### [EXERCISE TEXT]
:::
Telephone Medical Advice Services:
Contrary to popular misconception, a new law (AB285) does not apply to medical advice a doctor's office may give to its continuing patients. The new law targets health care service plans (HMOs) and disability insurers who "provide, operate or contract for" telephone medical advice services. Such services must register with the Department of Consumer Affairs, hire licensed personnel, provide advice consistent with good professional practice, maintain records and have physician back-up, on call. The law requires implementation by June 1, 2000. If CAP members use these services for after-hour coverage for their patients, the physician should confirm that the service complies with the new regulations before referring patients.
Physician Advertising:
New legislation (SB 450 and SB 836) went into effect January 1, 2000.
- Physicians who identify themselves in advertising materials as "Board Certified" must specify the full name of the certifying board.
- SB 836 extends the definition of "false advertising" to prohibit the deceptive use of photographs or images of patients, purporting to show the results of procedures (e.g., labeled "before" and "after"), unless the actual procedures undergone by the featured patient(s) are clearly specified. If advertising material contains photographs of models, as opposed to actual patients who have undergone the procedure(s), the use of models must be clearly disclosed.
Confidentiality of Medical Records:
- Existing provisions of the Confidentiality of Medical Information Act (Civil Code § 56 et seq.), applicable to physicians and other "providers of health care," have been extended to include health care service plans (HMOs), contractors (such as medical groups) and "licensed health care professionals" such as osteopaths and chiropractors.
:::
### [DATASET RECORDS]
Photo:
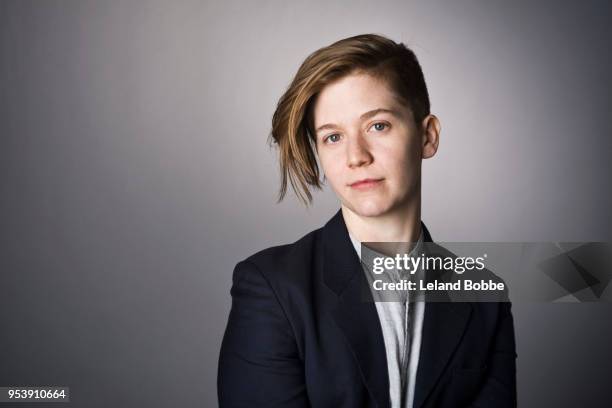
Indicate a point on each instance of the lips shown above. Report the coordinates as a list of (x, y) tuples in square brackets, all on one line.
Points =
[(365, 183)]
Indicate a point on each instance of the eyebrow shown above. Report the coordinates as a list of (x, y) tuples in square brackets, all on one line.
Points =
[(366, 115)]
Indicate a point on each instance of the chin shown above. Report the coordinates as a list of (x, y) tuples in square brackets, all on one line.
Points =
[(369, 208)]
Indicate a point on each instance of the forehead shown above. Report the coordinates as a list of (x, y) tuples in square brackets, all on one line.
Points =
[(347, 98)]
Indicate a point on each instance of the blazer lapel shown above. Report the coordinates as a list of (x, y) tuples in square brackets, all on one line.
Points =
[(443, 326), (354, 313)]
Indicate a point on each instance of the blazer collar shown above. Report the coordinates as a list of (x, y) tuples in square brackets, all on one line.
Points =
[(355, 314)]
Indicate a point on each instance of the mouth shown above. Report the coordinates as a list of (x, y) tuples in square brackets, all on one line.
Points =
[(366, 183)]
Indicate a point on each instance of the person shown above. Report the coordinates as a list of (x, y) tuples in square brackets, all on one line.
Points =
[(299, 333)]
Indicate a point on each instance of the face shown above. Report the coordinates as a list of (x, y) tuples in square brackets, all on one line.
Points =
[(368, 144)]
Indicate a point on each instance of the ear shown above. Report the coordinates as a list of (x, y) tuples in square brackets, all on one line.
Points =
[(431, 136)]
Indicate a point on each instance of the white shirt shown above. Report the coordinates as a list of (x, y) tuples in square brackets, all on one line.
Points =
[(393, 315)]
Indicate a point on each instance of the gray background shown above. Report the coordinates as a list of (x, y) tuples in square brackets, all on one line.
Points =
[(134, 174)]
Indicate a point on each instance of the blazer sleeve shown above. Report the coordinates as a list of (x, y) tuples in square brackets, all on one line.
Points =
[(499, 388), (259, 363)]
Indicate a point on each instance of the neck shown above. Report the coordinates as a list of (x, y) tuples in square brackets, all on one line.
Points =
[(401, 225)]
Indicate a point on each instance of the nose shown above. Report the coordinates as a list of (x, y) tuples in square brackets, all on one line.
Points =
[(358, 153)]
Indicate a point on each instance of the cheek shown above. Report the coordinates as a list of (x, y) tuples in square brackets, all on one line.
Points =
[(332, 167)]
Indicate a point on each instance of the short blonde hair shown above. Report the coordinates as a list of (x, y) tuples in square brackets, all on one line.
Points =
[(293, 121)]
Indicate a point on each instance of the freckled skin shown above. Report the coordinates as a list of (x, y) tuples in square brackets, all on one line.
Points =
[(384, 146)]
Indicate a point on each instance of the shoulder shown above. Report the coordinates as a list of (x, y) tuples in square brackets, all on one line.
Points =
[(284, 262)]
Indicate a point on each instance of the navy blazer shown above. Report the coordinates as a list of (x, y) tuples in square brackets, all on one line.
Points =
[(300, 335)]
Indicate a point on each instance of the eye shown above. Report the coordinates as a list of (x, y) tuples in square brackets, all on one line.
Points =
[(333, 138), (379, 126)]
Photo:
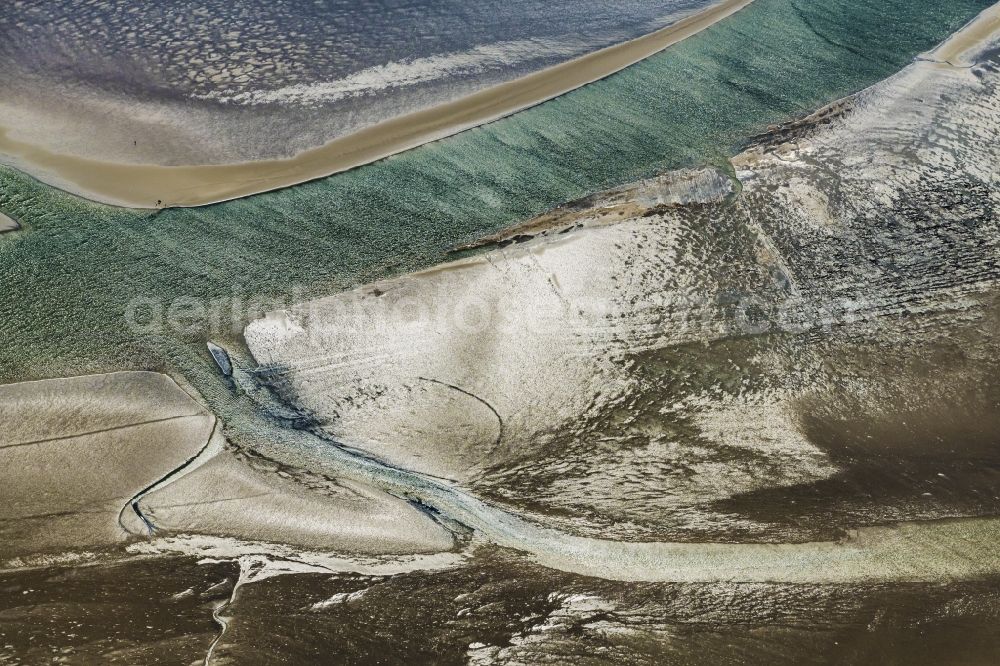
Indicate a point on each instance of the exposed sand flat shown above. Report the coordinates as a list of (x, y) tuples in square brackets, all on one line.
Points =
[(7, 224), (76, 453), (73, 452), (973, 37), (142, 186), (250, 500), (551, 376)]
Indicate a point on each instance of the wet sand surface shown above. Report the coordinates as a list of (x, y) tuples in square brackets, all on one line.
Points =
[(152, 186), (497, 610), (74, 452)]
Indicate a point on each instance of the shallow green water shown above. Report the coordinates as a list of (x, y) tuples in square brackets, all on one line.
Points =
[(68, 277)]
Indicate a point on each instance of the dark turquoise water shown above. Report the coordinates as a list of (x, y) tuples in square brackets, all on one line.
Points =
[(68, 277)]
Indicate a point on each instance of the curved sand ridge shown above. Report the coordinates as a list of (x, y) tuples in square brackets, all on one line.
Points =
[(327, 356), (151, 186), (89, 462), (8, 224)]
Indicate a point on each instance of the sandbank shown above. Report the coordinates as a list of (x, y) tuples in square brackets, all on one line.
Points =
[(152, 186)]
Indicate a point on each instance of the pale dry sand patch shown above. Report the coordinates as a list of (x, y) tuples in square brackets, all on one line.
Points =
[(74, 451), (8, 224), (151, 186), (229, 497)]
:::
Answer these questions from the text on new medical laws.
1. By what date does the telephone medical advice law require implementation?
2. What must physicians who call themselves "Board Certified" in advertising materials specify?
3. Which licensed health care professionals are named as examples under the confidentiality provisions?

### [SOLUTION]
1. June 1, 2000.
2. The full name of the certifying board.
3. Osteopaths and chiropractors.